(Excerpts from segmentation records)
_ _ _ _ _ _ _
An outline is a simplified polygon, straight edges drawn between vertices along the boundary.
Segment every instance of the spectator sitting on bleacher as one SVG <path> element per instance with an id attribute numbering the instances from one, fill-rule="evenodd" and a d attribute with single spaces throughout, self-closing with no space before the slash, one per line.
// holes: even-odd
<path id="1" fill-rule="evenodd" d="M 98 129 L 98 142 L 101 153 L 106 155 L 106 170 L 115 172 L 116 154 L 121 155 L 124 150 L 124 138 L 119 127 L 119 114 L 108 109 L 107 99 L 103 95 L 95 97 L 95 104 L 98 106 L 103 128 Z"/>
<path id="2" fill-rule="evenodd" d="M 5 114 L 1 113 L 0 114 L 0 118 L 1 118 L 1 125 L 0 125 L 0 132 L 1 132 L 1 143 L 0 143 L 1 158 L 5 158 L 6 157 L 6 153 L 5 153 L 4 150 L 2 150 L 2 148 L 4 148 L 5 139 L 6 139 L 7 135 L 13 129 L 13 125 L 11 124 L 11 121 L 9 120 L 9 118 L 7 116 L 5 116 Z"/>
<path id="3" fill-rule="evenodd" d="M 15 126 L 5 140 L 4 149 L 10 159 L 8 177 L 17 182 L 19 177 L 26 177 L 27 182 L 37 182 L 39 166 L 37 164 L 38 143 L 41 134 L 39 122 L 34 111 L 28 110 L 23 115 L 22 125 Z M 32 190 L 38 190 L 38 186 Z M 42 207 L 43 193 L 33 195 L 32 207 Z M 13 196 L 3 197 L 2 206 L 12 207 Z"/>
_ _ _ _ _ _ _
● Requirements: Going from the first line through the line that contains "114 L 1 113", rewrite those lines with "spectator" replaced by "fan" and everything else left the same.

● Complete response:
An outline is a simplified polygon, straight edges drawn between vertices along the boundary.
Segment every instance of the fan sitting on bleacher as one SVG <path> element per instance with an id attribute numbering the instances from one, fill-rule="evenodd" and a d attribute with single spaces throughout, self-closing with no space before the slash, one per line.
// holes: even-odd
<path id="1" fill-rule="evenodd" d="M 98 129 L 98 142 L 101 153 L 106 155 L 106 170 L 115 172 L 116 154 L 121 155 L 124 150 L 124 138 L 119 127 L 119 114 L 108 109 L 107 99 L 103 95 L 95 97 L 95 104 L 98 106 L 103 128 Z"/>
<path id="2" fill-rule="evenodd" d="M 5 114 L 1 113 L 0 114 L 0 118 L 1 118 L 1 125 L 0 125 L 0 132 L 1 132 L 1 143 L 0 143 L 1 158 L 5 158 L 6 157 L 6 153 L 5 153 L 4 150 L 2 150 L 2 148 L 4 148 L 5 139 L 6 139 L 7 135 L 13 129 L 13 125 L 11 124 L 11 121 L 9 120 L 9 118 L 7 116 L 5 116 Z"/>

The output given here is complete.